» Exercise prompt:
Find the string "region" in the records. Copy every line it appears in.

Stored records
+===+

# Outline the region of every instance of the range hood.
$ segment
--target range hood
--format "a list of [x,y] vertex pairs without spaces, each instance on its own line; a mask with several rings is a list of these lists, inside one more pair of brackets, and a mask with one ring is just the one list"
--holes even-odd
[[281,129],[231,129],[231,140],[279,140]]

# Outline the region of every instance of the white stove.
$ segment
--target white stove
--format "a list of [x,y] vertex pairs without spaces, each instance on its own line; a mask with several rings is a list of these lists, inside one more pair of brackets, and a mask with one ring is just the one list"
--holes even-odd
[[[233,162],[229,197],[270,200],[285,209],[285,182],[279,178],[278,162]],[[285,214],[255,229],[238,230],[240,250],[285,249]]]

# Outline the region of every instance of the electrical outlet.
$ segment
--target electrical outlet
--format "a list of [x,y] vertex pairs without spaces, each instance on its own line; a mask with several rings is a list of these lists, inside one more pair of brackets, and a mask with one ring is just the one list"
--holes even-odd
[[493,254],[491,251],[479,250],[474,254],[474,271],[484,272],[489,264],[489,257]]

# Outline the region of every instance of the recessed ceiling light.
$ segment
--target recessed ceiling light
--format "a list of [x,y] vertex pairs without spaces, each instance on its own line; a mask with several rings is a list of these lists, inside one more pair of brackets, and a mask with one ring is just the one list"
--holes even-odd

+===+

» Answer section:
# Outline the region of every instance of the range hood.
# Outline the region of every instance of the white stove.
# Outline the region of every instance of the electrical outlet.
# Outline the region of every instance of the recessed ceiling light.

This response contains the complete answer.